*Problem statement*. Continue the report on the study of coeliac disease and cardiovascular risk from the point where it stops.

A study led by researchers at Oxford Population Health has highlighted that there is an urgent need for more research to help us understand why people with coeliac disease may have an increased risk of developing cardiovascular disease.

Around 1% of the UK population has coeliac disease, an autoimmune condition caused by an exaggerated reaction to gluten, a dietary protein found in wheat, barley, and rye. The condition is more common in women and is typically diagnosed in childhood and adolescence, or between the ages of 40 and 60.

The published evidence on whether or not coeliac disease is associated with an increased risk of developing cardiovascular disease varies. The researchers found that previous studies tended not to consider how traditional cardiovascular risk factors, such as high blood pressure or increased levels of LDL (or ‘bad’) cholesterol, might impact a person with coeliac disease’s chances of developing cardiovascular disease.

To investigate whether or not traditional cardiovascular risk factors contribute to the link between coeliac disease and an increased risk of developing cardiovascular disease, the researchers analysed data from half a million UK Biobank participants aged between 40 and 69 at the time the data were collected.

Of the 469,095 participants, 2,083 had coeliac disease but no evidence of cardiovascular disease when the initial data were collected. The cardiovascular health of these participants was monitored, using linked hospital records and death certificates, for an average of just over 12 years. Participants with coeliac disease were more likely to be women (56%) and of white ethnicity (95%), when compared to participants who didn’t have the condition.

*Dataset extract*.
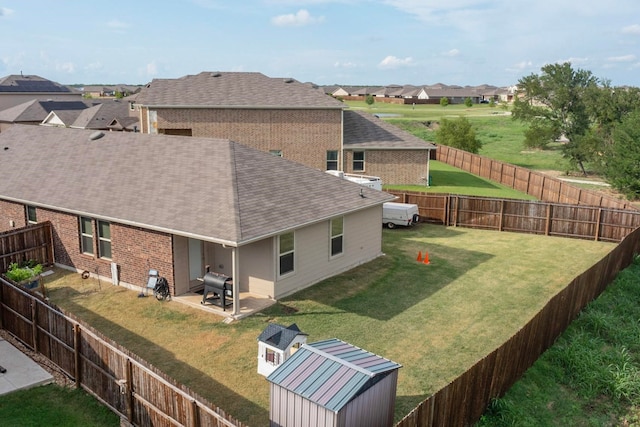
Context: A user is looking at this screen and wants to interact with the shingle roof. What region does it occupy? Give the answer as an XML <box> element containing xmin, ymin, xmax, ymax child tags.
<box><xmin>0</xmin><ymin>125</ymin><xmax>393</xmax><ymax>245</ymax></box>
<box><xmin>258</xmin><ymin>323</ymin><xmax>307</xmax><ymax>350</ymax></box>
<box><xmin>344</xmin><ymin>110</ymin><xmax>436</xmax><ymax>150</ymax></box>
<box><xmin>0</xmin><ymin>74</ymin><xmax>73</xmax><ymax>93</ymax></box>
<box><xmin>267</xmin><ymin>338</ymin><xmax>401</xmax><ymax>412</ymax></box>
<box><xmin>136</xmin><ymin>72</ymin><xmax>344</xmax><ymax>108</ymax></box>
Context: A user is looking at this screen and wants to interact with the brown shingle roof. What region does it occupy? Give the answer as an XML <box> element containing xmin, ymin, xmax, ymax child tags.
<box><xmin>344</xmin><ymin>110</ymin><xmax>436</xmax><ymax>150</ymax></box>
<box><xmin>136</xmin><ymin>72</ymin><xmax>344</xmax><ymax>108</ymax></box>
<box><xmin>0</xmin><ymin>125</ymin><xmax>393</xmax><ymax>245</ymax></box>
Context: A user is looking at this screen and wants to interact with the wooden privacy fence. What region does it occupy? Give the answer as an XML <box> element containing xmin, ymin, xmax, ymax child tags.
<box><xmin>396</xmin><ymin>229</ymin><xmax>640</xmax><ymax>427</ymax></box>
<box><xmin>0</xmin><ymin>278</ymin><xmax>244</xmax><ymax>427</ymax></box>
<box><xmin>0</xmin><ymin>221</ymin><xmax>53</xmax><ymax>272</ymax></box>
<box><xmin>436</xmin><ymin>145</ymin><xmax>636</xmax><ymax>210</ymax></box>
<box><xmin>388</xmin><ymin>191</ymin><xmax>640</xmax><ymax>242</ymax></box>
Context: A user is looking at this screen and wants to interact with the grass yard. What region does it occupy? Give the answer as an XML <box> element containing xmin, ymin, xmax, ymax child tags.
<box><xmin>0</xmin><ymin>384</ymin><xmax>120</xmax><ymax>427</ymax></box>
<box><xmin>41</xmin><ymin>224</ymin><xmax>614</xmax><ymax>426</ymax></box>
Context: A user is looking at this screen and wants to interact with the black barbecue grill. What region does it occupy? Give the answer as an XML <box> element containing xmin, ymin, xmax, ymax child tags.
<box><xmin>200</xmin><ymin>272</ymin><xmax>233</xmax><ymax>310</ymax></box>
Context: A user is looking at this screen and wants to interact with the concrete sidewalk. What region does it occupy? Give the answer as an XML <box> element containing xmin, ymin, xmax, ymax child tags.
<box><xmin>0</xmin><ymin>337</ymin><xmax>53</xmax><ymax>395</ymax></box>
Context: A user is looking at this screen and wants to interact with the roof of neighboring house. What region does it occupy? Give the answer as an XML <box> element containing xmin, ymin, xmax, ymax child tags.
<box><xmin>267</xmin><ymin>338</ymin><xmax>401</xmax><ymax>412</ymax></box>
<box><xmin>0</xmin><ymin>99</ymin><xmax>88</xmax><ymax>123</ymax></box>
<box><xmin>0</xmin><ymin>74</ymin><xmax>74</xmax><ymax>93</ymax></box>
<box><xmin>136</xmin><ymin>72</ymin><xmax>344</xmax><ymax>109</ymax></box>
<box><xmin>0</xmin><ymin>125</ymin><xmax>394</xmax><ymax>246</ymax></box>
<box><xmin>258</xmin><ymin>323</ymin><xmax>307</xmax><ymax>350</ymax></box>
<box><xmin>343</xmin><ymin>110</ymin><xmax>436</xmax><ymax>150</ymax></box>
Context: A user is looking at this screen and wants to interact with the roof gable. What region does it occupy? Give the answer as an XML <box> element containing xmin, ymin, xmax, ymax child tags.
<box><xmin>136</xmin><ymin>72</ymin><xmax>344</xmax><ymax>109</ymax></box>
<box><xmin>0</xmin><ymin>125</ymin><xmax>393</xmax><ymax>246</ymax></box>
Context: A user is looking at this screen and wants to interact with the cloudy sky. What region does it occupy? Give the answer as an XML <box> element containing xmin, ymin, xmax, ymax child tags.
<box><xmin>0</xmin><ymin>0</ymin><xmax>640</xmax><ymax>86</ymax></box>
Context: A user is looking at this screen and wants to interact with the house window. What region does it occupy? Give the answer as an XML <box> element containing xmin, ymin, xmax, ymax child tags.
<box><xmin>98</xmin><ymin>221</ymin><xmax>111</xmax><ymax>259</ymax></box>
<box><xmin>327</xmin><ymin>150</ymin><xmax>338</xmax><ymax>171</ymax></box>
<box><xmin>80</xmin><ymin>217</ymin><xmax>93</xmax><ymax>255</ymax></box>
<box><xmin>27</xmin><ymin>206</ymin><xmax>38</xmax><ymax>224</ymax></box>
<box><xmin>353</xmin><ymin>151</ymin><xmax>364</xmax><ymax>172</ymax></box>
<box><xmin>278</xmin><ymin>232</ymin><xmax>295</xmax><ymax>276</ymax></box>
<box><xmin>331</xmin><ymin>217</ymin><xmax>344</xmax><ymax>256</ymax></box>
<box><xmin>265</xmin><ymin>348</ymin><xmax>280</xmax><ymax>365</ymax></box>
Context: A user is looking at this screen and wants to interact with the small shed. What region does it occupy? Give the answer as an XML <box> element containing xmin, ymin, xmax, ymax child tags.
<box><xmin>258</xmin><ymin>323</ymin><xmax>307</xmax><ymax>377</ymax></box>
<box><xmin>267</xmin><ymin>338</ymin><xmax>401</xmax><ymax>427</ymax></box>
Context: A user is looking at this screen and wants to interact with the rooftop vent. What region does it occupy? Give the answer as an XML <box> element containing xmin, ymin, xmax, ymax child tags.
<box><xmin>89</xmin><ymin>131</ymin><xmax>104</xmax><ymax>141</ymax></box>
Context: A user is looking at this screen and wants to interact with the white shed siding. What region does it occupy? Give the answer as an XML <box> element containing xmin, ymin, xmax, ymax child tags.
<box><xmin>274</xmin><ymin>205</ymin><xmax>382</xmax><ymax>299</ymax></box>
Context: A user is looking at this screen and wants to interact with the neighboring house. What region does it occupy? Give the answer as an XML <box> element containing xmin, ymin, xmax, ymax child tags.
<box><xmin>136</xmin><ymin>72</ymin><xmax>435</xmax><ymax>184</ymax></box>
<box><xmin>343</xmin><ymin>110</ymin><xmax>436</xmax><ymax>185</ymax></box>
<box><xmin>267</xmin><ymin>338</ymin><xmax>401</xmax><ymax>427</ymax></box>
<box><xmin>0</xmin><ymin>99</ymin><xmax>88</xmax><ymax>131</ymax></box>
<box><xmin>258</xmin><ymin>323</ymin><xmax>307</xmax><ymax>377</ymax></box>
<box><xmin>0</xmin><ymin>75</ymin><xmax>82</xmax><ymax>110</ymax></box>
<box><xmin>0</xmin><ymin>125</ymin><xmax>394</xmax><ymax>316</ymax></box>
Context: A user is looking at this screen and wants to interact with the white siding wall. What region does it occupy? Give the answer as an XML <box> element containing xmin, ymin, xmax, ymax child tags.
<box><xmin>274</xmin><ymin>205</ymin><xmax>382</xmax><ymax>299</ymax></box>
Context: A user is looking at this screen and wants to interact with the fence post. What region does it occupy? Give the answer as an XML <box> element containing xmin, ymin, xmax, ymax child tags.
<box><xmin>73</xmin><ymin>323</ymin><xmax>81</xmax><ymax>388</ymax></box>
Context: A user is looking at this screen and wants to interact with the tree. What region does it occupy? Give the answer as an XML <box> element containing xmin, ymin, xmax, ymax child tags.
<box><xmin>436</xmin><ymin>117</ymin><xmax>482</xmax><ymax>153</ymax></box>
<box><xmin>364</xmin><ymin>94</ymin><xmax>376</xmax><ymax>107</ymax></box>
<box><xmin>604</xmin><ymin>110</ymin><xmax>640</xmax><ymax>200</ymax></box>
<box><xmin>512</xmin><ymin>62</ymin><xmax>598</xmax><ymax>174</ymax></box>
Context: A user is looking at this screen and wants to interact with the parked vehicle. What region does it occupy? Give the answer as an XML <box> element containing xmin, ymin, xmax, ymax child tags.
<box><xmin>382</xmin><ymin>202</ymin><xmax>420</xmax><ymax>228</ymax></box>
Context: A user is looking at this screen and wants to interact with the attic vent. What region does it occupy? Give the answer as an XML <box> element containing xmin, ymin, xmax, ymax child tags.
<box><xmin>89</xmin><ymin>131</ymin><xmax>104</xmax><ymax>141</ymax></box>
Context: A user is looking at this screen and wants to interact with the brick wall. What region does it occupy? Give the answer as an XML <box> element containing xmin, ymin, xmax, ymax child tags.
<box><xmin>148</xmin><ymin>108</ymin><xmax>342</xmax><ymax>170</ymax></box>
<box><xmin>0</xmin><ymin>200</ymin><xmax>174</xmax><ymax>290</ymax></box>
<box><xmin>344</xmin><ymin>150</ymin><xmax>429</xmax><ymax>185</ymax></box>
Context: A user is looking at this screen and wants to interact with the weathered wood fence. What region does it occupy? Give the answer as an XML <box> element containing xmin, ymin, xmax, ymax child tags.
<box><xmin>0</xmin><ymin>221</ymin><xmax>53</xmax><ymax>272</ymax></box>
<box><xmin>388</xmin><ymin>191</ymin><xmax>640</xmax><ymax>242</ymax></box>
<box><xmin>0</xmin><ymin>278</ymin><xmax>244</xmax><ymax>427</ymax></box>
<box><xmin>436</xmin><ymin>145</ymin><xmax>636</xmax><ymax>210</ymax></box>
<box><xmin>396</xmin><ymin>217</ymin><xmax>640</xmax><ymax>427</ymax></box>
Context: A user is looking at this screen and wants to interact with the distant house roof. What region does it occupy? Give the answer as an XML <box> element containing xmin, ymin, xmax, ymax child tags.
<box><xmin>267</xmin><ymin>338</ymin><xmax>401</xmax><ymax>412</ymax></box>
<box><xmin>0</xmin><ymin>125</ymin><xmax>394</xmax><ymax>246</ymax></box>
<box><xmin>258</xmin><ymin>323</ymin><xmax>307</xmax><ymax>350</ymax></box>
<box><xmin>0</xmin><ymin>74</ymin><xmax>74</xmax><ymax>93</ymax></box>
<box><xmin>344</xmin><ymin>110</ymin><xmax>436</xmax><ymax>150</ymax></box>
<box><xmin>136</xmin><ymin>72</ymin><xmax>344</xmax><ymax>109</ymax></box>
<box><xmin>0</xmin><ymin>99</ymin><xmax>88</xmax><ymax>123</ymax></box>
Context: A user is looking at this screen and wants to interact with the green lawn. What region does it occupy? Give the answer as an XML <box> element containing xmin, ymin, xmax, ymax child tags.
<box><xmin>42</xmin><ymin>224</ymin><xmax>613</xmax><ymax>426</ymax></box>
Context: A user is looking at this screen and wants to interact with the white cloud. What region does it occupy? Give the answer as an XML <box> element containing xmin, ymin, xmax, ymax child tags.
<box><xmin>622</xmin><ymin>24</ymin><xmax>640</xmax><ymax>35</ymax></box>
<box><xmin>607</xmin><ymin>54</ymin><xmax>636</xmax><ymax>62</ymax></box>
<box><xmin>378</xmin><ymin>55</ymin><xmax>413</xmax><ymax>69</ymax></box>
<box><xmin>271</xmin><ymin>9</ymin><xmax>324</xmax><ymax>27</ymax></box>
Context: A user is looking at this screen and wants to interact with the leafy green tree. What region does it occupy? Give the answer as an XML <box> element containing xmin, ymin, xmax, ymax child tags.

*Result*.
Key findings:

  • During the 12 year monitoring period, 40,687 diagnoses of cardiovascular disease were recorded among all the surviving UK Biobank participants;
  • 218 of these diagnoses were in people with coeliac disease, equivalent to a rate of 9 in every 1,000 people. In those without coeliac disease, there were 7.4 diagnoses of cardiovascular disease per 1,000 people;
  • Coeliac disease was associated with a 44% higher risk of cardiovascular disease after accounting for a wide range of potentially influential lifestyle, medical and cardiovascular disease factors;
  • The risk of developing cardiovascular disease appeared to increase with the length of time that a person had been living with coeliac disease. The results showed a 30% higher risk among those who had had coeliac disease for less than 10 years, rising to 34% among those who had had it for 10 years or more;
  • Participants with coeliac disease had fewer known risk factors for cardiovascular disease, including obesity, high blood pressure, a history of smoking, and high cholesterol, and were more likely to have ‘ideal’ cardiovascular health (also described as ‘low’ risk) despite the incidence of cardiovascular of disease in this population.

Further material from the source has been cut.